#### What to do
Each line of the data that includes the string "below" is to be copied out.

◆ ◆ ◆ ◆ ◆

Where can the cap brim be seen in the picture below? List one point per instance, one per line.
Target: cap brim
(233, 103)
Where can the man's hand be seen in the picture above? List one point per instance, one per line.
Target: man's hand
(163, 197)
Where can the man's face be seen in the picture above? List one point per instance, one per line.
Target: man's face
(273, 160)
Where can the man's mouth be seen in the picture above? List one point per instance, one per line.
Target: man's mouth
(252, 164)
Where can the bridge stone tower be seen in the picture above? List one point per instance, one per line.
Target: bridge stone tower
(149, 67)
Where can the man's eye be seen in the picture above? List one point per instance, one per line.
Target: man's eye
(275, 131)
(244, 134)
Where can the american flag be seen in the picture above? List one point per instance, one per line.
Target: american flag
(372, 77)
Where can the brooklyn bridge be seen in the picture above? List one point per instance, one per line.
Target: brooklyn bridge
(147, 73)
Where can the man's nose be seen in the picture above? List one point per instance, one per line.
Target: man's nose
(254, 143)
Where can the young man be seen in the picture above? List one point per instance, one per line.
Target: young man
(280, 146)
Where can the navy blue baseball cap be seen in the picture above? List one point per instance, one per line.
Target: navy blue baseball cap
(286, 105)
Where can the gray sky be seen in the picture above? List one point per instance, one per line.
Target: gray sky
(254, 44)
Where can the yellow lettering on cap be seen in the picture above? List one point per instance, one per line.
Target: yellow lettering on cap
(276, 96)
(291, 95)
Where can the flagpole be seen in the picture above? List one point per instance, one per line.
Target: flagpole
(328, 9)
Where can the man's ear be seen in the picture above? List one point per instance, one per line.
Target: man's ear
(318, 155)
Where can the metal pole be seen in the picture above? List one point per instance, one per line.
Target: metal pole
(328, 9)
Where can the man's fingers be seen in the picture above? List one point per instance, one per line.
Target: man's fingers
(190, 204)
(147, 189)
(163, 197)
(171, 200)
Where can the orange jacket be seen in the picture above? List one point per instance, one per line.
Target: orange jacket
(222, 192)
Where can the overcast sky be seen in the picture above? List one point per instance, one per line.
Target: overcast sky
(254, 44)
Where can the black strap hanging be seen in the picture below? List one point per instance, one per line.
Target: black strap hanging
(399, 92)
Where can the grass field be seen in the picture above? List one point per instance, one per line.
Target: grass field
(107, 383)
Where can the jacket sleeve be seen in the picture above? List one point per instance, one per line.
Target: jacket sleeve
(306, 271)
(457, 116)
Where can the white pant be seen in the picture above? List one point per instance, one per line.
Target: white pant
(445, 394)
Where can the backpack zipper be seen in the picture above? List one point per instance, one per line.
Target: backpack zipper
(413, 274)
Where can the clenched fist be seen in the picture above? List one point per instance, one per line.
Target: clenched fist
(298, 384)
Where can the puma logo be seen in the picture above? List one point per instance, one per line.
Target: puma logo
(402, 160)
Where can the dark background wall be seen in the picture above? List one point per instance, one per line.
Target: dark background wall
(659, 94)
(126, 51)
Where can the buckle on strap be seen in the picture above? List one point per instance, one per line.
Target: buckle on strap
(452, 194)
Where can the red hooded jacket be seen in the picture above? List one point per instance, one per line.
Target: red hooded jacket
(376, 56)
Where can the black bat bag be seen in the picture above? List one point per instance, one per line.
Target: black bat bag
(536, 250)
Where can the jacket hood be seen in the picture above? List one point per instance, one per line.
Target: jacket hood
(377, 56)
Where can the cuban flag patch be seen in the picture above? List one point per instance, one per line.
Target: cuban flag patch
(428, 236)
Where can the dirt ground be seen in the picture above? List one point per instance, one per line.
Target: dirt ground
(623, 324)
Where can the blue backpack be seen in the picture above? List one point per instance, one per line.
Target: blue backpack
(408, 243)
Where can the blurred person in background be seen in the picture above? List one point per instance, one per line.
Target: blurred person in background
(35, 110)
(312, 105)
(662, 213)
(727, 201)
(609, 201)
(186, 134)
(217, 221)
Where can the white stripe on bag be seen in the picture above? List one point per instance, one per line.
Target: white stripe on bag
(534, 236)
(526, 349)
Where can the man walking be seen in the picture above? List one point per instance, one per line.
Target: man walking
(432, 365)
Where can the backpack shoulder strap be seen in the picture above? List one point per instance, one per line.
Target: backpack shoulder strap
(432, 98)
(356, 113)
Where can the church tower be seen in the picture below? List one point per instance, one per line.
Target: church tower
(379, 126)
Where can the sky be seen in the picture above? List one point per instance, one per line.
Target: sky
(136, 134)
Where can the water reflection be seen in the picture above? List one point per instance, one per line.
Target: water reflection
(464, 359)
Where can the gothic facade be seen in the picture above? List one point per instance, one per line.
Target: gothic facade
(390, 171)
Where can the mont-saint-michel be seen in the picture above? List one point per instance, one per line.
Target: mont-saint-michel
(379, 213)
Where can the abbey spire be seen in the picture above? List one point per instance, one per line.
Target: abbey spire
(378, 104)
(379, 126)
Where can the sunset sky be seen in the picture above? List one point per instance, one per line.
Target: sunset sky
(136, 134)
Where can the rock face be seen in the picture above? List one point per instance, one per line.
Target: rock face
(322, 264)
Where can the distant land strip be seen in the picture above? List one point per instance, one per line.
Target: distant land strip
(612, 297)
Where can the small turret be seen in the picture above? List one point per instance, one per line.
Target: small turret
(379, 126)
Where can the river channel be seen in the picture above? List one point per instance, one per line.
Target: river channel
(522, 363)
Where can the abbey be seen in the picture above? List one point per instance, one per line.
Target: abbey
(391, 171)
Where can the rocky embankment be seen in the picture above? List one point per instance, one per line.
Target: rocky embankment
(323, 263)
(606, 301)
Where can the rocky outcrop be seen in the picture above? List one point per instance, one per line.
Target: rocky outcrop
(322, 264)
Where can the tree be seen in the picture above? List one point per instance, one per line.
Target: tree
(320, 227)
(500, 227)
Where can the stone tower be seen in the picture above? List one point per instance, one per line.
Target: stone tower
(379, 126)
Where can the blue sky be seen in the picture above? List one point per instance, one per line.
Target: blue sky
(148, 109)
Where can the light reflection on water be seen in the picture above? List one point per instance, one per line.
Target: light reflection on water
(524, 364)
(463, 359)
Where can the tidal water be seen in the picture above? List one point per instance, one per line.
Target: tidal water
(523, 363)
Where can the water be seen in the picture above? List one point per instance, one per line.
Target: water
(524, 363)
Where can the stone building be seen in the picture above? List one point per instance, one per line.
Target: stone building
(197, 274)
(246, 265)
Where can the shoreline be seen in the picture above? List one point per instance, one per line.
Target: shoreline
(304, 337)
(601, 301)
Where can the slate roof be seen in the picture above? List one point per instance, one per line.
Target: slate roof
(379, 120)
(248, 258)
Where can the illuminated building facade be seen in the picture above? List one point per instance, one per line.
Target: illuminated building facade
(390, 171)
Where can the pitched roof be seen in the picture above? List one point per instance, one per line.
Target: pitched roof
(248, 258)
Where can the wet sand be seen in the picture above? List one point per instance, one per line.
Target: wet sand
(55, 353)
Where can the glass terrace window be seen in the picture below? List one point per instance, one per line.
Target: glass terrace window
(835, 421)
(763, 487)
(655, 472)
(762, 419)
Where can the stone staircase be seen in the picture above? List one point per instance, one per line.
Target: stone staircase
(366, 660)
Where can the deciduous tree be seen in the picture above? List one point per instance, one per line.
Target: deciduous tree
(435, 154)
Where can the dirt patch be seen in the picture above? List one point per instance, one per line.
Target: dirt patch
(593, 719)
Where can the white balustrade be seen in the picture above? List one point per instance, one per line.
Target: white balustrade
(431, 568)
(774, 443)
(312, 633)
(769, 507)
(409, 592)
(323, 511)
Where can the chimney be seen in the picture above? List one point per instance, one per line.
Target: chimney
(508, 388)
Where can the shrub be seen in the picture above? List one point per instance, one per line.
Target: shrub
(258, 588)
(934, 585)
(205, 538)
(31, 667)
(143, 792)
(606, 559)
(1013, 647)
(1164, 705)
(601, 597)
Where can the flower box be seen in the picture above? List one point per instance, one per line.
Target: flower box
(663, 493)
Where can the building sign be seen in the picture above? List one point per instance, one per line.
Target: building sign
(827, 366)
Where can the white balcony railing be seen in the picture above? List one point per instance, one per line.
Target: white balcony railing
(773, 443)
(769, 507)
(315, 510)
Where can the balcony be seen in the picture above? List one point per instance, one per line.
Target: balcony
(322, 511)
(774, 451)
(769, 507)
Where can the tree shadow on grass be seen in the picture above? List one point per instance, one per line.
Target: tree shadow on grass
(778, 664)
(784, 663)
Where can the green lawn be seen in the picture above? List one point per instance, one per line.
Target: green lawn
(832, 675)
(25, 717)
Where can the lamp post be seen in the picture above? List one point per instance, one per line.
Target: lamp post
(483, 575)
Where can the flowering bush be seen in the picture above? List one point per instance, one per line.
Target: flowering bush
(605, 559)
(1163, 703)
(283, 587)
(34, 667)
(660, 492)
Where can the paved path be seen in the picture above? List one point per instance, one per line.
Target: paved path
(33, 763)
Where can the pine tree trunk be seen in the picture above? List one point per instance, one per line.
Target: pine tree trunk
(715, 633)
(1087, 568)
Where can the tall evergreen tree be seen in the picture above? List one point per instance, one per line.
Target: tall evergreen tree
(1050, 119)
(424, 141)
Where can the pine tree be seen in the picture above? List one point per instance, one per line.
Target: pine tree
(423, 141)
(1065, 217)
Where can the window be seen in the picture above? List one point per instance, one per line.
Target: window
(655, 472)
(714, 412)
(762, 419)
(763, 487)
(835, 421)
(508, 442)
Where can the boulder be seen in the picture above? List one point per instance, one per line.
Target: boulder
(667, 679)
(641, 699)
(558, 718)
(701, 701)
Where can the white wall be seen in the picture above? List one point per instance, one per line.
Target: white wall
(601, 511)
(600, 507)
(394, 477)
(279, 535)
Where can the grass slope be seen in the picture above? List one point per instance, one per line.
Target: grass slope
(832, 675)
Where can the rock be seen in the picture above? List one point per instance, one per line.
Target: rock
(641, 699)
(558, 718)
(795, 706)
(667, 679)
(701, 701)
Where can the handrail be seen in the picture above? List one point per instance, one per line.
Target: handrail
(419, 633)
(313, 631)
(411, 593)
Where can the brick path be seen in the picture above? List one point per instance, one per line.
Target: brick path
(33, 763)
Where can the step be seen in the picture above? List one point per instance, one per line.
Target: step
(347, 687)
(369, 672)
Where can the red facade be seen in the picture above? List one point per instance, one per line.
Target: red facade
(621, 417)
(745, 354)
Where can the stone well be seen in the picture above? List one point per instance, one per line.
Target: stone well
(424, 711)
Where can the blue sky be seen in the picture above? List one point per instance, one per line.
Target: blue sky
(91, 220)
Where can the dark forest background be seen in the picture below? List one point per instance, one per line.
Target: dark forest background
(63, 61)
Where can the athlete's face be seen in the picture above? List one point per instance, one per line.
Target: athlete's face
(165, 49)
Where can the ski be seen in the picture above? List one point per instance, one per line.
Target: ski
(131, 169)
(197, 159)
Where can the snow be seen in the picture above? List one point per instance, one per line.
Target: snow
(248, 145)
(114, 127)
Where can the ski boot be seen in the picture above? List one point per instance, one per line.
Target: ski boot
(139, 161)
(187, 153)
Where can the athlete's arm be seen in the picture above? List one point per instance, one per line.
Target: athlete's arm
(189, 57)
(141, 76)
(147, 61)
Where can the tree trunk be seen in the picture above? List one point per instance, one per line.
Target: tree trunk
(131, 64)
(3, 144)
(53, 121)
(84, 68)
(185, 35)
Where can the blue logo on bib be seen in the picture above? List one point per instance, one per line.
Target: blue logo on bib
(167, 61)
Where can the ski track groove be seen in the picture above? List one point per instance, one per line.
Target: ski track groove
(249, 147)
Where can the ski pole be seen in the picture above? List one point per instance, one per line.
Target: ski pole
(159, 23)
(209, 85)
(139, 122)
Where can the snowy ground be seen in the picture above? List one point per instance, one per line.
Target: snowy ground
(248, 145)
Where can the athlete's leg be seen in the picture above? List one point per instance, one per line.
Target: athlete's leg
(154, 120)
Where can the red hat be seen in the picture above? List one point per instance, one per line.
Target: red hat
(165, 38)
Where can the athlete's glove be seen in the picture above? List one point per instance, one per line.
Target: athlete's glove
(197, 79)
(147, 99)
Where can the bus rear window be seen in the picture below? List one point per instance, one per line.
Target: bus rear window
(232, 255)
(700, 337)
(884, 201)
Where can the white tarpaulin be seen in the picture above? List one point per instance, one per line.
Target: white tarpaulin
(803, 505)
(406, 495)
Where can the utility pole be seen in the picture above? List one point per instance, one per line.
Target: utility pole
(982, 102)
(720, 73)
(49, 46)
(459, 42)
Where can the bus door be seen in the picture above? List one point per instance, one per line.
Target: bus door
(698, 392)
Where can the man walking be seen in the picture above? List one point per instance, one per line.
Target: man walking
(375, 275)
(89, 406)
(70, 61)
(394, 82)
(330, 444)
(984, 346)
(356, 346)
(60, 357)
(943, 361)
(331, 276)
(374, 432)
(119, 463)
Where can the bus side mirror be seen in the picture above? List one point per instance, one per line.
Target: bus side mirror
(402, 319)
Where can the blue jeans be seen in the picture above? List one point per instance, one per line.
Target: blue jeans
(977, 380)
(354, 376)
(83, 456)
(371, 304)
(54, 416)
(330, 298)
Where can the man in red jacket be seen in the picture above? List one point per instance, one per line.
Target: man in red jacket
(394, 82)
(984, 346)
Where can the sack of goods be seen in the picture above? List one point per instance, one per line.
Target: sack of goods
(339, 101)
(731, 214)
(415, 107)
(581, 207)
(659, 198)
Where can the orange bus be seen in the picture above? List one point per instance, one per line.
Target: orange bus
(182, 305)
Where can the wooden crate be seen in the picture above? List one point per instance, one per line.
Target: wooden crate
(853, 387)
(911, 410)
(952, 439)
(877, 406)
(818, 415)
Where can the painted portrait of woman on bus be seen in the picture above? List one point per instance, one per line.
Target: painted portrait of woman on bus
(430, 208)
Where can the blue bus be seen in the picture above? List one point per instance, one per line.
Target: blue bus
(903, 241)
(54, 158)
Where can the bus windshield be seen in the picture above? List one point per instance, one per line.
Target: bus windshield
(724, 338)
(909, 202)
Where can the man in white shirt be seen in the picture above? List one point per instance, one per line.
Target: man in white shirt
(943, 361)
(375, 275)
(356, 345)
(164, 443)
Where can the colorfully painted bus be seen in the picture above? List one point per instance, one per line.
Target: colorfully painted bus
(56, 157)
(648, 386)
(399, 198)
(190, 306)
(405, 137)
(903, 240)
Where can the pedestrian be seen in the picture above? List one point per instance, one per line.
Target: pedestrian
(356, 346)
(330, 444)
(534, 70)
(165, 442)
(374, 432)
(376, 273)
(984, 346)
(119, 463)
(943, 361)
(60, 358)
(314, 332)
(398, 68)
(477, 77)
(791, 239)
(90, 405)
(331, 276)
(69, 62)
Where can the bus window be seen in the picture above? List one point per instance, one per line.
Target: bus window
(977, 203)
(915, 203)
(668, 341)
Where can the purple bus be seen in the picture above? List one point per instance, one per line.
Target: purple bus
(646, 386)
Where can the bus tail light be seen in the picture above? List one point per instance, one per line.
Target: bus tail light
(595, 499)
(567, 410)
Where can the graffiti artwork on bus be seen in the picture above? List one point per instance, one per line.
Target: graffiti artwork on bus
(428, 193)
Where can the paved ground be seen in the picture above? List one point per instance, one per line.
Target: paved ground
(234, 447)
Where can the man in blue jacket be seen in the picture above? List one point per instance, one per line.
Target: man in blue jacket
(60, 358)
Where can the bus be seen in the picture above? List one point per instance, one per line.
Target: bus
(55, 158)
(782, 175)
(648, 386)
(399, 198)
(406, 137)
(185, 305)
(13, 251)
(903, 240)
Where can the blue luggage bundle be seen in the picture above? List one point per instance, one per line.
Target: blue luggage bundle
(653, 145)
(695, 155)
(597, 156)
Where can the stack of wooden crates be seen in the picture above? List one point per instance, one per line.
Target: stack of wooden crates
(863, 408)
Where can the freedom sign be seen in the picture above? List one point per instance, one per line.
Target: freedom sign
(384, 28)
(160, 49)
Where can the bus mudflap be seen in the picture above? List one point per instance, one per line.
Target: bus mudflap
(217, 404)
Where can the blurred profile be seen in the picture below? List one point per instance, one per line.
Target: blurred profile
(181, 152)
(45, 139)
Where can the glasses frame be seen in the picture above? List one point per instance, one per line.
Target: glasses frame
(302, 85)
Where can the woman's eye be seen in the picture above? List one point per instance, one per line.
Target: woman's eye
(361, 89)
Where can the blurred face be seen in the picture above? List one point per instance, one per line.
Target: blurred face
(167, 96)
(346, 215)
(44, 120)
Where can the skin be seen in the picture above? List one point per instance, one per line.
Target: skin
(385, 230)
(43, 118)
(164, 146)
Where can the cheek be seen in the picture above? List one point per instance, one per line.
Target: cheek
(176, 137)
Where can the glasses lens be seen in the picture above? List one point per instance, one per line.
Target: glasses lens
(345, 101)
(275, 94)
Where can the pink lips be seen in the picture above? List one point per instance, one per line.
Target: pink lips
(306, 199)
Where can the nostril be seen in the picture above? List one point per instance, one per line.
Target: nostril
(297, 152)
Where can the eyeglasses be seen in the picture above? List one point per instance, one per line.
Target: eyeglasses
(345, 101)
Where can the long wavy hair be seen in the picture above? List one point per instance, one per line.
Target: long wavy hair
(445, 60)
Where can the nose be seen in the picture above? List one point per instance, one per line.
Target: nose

◆ ◆ ◆ ◆ ◆

#### Response area
Where can the cap brim be seen in the picture below? List one point per instance, one per line.
Where can the black strap hanging be seen in the picture below? List one point per instance, one per line.
Where can the church tower be seen in the picture below? List one point per instance, one per line.
Where can the glass terrace window be seen in the picture below? List one point per instance, one per line.
Where can the dark forest background be seen in the picture below? List one point per instance, one per line.
Where can the bus rear window be seen in the picture below? List one point per instance, one per line.
Where can the blurred profile be seen in the picture below? List one point per instance, one per line.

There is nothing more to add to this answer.